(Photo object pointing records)
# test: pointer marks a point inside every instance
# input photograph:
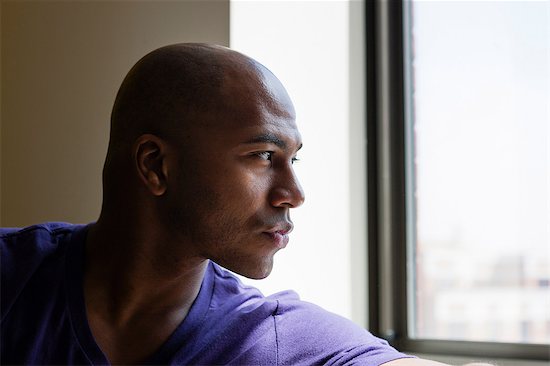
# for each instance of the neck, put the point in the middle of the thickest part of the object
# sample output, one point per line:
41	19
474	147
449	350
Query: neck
138	287
130	272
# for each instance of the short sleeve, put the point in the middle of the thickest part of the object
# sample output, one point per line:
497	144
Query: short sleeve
309	335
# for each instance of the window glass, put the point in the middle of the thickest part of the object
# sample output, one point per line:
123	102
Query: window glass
478	161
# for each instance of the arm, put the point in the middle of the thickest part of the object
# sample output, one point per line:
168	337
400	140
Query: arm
421	362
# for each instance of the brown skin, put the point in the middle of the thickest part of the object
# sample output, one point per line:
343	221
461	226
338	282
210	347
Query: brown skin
199	167
217	189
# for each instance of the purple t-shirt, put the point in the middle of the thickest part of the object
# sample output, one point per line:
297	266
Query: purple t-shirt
44	316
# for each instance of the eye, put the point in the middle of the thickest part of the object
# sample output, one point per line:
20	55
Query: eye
265	155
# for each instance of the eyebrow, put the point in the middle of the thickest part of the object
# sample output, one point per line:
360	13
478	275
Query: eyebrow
271	139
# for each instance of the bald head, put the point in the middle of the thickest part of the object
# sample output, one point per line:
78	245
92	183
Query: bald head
182	87
182	84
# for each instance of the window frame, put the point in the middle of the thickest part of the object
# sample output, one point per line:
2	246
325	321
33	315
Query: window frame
387	111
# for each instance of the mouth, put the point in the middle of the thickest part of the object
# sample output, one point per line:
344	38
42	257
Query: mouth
279	235
279	238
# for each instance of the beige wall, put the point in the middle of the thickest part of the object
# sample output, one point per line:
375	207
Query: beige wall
62	63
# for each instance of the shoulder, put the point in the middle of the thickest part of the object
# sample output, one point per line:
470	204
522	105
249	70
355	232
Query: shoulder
23	252
309	334
30	243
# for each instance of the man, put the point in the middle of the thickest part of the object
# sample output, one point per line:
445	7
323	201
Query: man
198	175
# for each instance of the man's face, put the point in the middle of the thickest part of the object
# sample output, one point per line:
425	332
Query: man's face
236	186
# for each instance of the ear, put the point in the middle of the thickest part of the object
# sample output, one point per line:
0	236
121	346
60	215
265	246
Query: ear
151	163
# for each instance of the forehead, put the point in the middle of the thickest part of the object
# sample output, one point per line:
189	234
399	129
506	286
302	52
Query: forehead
253	102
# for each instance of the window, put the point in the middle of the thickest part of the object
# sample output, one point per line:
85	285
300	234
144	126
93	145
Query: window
459	177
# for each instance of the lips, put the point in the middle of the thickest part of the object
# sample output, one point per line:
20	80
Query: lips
279	234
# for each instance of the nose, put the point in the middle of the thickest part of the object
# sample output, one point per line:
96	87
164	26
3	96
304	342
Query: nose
287	191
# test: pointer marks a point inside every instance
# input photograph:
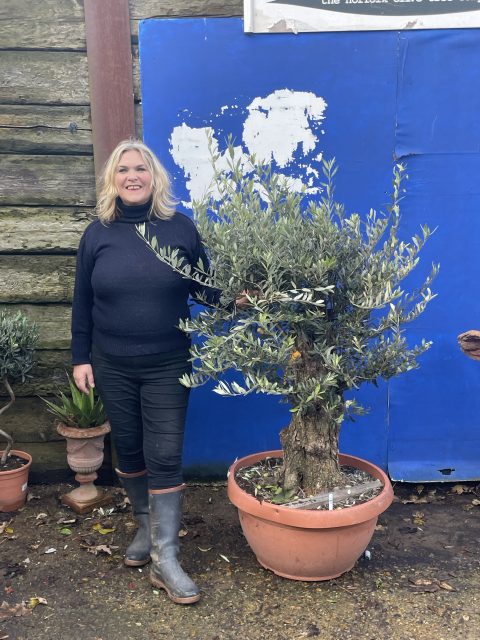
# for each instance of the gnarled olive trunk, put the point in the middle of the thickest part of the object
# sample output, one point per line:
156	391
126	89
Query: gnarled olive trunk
310	445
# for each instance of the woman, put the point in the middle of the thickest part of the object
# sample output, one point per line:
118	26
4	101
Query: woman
126	342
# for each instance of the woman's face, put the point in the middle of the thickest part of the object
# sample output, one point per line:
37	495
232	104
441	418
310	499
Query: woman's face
133	180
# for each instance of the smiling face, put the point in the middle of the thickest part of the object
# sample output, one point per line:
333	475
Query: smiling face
133	179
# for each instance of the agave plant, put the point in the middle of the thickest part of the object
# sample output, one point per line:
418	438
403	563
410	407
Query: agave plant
77	409
18	338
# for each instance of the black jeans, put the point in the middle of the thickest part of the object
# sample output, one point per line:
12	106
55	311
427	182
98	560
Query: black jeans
146	406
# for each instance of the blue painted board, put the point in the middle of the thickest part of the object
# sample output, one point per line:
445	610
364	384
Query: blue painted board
413	96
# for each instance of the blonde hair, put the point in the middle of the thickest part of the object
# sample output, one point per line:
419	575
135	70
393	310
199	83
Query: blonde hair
163	202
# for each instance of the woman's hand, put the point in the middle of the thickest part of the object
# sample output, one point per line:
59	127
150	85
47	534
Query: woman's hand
83	376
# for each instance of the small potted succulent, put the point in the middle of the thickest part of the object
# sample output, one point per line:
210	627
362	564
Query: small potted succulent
18	337
320	312
83	423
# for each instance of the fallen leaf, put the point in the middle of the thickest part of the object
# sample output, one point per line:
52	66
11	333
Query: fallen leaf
446	586
100	529
460	488
17	610
418	518
408	529
422	582
13	570
66	521
33	602
100	548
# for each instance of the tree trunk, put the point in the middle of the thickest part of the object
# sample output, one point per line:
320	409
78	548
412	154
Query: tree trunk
310	445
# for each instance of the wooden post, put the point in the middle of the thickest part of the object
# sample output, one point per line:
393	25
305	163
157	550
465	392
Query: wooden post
110	74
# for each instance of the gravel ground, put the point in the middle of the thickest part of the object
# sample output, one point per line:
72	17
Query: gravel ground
422	581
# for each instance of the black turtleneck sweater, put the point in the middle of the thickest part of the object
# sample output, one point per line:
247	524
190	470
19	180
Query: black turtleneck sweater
126	301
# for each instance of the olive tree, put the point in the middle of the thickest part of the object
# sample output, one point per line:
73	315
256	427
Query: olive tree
325	304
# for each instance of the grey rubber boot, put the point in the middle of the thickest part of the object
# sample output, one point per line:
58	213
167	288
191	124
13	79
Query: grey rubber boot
136	486
166	572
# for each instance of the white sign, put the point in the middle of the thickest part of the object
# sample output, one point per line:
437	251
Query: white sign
295	16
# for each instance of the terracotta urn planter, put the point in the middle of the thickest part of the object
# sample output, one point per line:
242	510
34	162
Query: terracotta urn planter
308	544
85	457
13	483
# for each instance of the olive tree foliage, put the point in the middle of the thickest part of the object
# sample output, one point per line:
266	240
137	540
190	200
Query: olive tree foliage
325	303
18	338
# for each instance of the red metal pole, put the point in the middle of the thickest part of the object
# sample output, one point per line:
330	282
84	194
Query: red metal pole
110	74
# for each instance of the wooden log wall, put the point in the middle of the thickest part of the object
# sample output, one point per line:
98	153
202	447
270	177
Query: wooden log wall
47	191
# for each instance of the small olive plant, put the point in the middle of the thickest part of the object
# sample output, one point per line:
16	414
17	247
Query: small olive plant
18	338
77	409
325	304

> _Exercise brief_
Retype the listing exactly. Pictures do not belong in the copy.

> _Output of the exercise_
# test: pointer marks a point inside every instance
# input photograph:
# for each instance of the neck, put the point in the middle of the thickest part of the object
# sample output, one point per line:
41	19
474	147
449	350
Query: neck
138	287
130	272
# for each instance of the short sleeve, put the point in the middle of the thickest part of the object
# sample output, one point per line:
497	144
Query: short sleeve
309	335
# for each instance of the window glass, put the point in the middle of the thickest part of the object
# sample output, one point per line:
123	102
Query: window glass
478	161
# for each instance of the arm, put the point in the middle of the thickest part of the object
# sample output, one point per line:
168	337
400	140
Query: arm
421	362
# for each instance of the brown skin, put the point in the middle of the thickest part of the object
# sample output, one point per line:
343	221
461	226
338	282
210	347
Query: brown skin
199	167
217	189
# for each instance of the purple t-shirt, put the point in the middle of the thickest part of the object
# sample output, one point per line:
297	266
Query: purple t-shirt
44	316
# for each instance of the eye, put the point in the middle of the thickest part of the object
# sample output, one point per line:
20	55
Query: eye
265	155
# for each instance of the eyebrow, put the point in the middle of the thickest part of the object
# sample output, one point per line:
360	13
478	275
Query: eyebrow
271	139
# for each instance of the bald head, put the point in the middle of the thickest part of the object
# sample output, one point per line:
78	245
92	183
Query: bald head
182	87
182	84
# for each instance of the window frame, put the point in the middle of the thickest part of the object
# sample output, one point per line:
2	246
325	321
33	315
Query: window frame
387	111
# for each instance of the mouth, put the point in the middle of the thickest part of the object
# sample output, one point per line:
344	38
42	257
Query: mouth
279	235
279	238
# for each instance of the beige wall, put the point in the middle of the thickest part of the object
# sample output, one point per line:
375	207
Query: beige wall
62	63
# for each instance of the shoulder, put the point in the middle of the thickest part of the object
# sample output, one point per line:
470	204
522	105
249	70
355	232
Query: shoulder
23	252
309	334
30	243
# for each instance of the man, put the point in the middle of the thickest part of the object
# sample output, one point per line:
445	7
323	201
Query: man
198	175
# for each instance of the man's face, put the point in the middle of the thickest part of the object
# sample output, one point per line:
425	332
Query: man's face
236	186
# for each instance of the ear, put the point in the middle of the thickest part of the object
# sample output, one point per line:
0	236
121	346
60	215
265	246
Query: ear
151	163
# for each instance of the forehead, put the point in the middle of the thickest part of the object
# sample output, one point per line:
189	234
399	129
506	286
302	52
Query: forehead
253	102
# for each instance of the window, put the point in the middle of the thickest part of the object
# sample output, one point per line:
85	285
300	234
144	126
93	145
Query: window
459	177
# for each instance of the lips, put the point in the middle of the thickest part of the object
# sample output, one point per line:
20	80
Query: lips
279	234
# for each instance of the nose, put the point in the middle of the thickest part of the object
# sample output, one point per line:
96	87
164	26
3	96
304	342
Query: nose
287	191
# test: pointer marks a point inside every instance
# input photograph:
# for each instance of the gnarled olive trunk, put the point in the middle of the thickest part of the object
# sample output, one point per line:
156	391
126	89
Query: gnarled olive trunk
310	445
# for each instance of the woman, put the point in the middle of the thickest part of the object
# sample output, one point per line:
118	26
4	101
Query: woman
126	342
# for each instance of the woman's face, put the point in the middle of the thickest part of the object
# sample output, one point per line:
37	495
232	104
441	418
310	499
Query: woman's face
133	180
# for each instance of the smiling face, put the point in the middle of the thickest part of the object
# sample output, one point per line:
333	475
Query: smiling face
133	179
# for each instance of the agave plant, put the point in the middle of the thickest part of the object
# sample output, one point per line:
418	438
403	563
410	407
Query: agave plant
77	409
18	338
# for each instance of the black jeans, put the point in the middle of the thickest part of the object
# sample output, one point per line:
12	106
55	311
427	182
98	560
Query: black jeans
146	406
# for each instance of the blue painted board, put the point in the middle of the thickest part of the object
# sample output, one point per line:
445	610
364	384
Query: blue painted board
413	96
# for each instance of the blonde hair, put the point in the middle of the thickest part of the object
# sample output, one point per line:
419	575
135	70
393	310
199	83
Query: blonde hair
163	202
# for each instance of the woman's hand, put the point in the middle of the thickest part of the object
# sample output, one point per line:
59	127
150	85
47	534
Query: woman's hand
83	376
# for each instance of the small potted succulent, put the point in the middle of the thickest part of the object
# sample output, one point per line:
210	627
362	564
Query: small potted succulent
18	337
320	312
83	423
# for each instance of the fallen leaf, put the point in the middle of the thickest part of the object
# sample output, one point per line:
52	66
11	333
Query: fallen leaf
446	586
100	529
460	488
17	610
418	518
408	529
422	582
13	570
66	521
33	602
100	548
# for each instance of the tree trunk, put the point in the middle of the thickest part of the object
# sample output, one point per line:
320	409
78	548
412	154
Query: tree trunk
310	445
# for each instance of the wooden post, put the point in the middle of the thickest part of the object
# sample output, one point per line:
393	25
305	163
157	550
465	392
Query: wooden post
110	74
# for each instance of the gravel ground, put the point in the middle of the thickest part of the object
# sample output, one point per line:
72	17
Query: gravel ground
422	581
# for each instance of the black turtleneck sweater, put the point in the middle of the thickest part of the object
# sample output, one point per line:
247	524
190	470
19	180
Query: black turtleneck sweater
126	301
# for each instance of the olive tree, put the point in the middle of the thickest part of the object
# sample output, one point per line:
73	315
256	427
Query: olive tree
325	304
# for each instance of the grey rubber boot, put the point in the middle of the thickest part of the object
# sample output, one point per line:
58	213
167	288
191	124
13	79
Query: grey rubber boot
136	486
166	572
# for each instance of the white sign, put the point in the middle of the thickest part of the object
# sample output, one point per line:
437	251
Query: white sign
295	16
# for each instance of the terracotta urn planter, put the point in the middle of the thickest part of the object
# sample output, one point per line:
242	510
34	162
Query: terracotta urn planter
308	544
85	457
13	483
# for each instance of the olive tree foliage, put the point in the middle of the thickest part of the object
# sample output, one point per line:
266	240
137	540
190	200
Query: olive tree foliage
325	303
18	338
# for each instance of the red metal pole, put the point in the middle of the thickest part of the object
# sample output, one point per line:
330	282
84	194
Query: red metal pole
110	74
# for each instance of the wooden log wall, put the point in the middle of the thickest part of the object
# sample output, one point per line:
98	153
202	447
270	177
Query: wooden log wall
47	191
# for each instance of the small olive plant, put the point in the middle of the thickest part of the object
# sample output, one point per line:
16	414
17	247
Query: small olive plant
18	338
77	409
325	304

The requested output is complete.